- TEXT PASSAGE
-- START --

Curtis Chamber Orchestra brings youthful verve and finesse to cornerstones

Mon May 18, 2026 at 3:58 pm
The Curtis Chamber Orchessra performed Sunday at 92Y. Photo: Fadi Kheir

The Curtis Chamber Orchestra performed a trio of repertoire staples to perfection Sunday afternoon at the 92nd Street Y. 

The catch was that they did it without a conductor. Such ensembles exist, but it is quite an accomplishment for young musicians. Then again, they are students at the Curtis Institute of Music in Philadelphia.

There is something special about precocious young musicians performing works by composers their age who were cut from roughly the same cloth. It’s that wonderful frisson created when youth meets youth, and such was the case with the Curtis Chamber Orchestra performing works by Barber and Mozart in the first half of the program.

Barber was only 26 and a student at Curtis when he composed his String Quartet in B minor, Op. 11. Its second movement impressed Toscanini, who urged the young composer to arrange it for string orchestra. The great Italian maestro then led the premiere of the newly dubbed Adagio for Stringswith the NBC Symphony Orchestra.

-- END --

- DATASET EXCERPT
-- START --

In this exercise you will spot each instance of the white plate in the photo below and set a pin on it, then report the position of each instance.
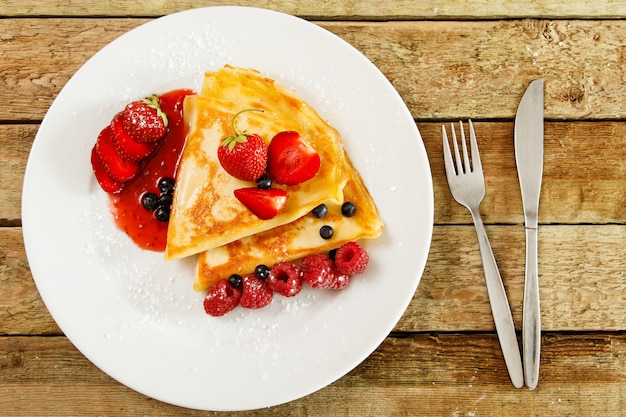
(134, 315)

-- END --

- DIRECTIONS
a: Answer these questions from the review of the Curtis Chamber Orchestra concert:
(i) At what venue did the orchestra perform on Sunday afternoon?
(ii) How old was Barber when he composed his String Quartet in B minor, Op. 11?
(iii) With which orchestra did Toscanini lead the premiere of the Adagio for Strings?
b: Continue the review of the Curtis Chamber Orchestra concert from the point where it stops.
The listing comes from a different source than the concert review.

- RESPONSES TO THE TASKS
a:
(i) The 92nd Street Y.
(ii) He was 26.
(iii) The NBC Symphony Orchestra.

b:
The Curtis string players delivered a perfectly paced performance of the Adagio,achieved through their bowing, breathing, and playing as one. Its poignant melody was enriched by greater emotional depth than a mere increase in volume, while the piercing climax was similarly and ideally in tune. The tension intensified until it evaporated into a spontaneous, abrupt void created by silence alone. A final reprise of the exquisite melody cast an air of serenity that the audience was reluctant to disturb with applause. 

Mozart was 23 when his imaginative streak was sparked by the new instrumental forms and styles he had encountered on a tour to Mannheim and Paris. The result was one of his most popular and enduring works, the Sinfonia Concertante in E-flat major, K. 364, composed for violin, viola, and orchestra.

Violinist Erin Keefe and violist Roberto Diaz were the soloists in the Mozart. Diaz is internationally renowned as a performer, including serving as the Philadelphia Orchestra’s principal violist for 10 years, from 1996 to 2006. Since then, he has been the president and CEO of Curtis. Keefe, a Curtis alum, is the concertmaster of the Minnesota Symphony and performs as a recitalist and in chamber music ensembles. She joined the Curtis faculty in 2022.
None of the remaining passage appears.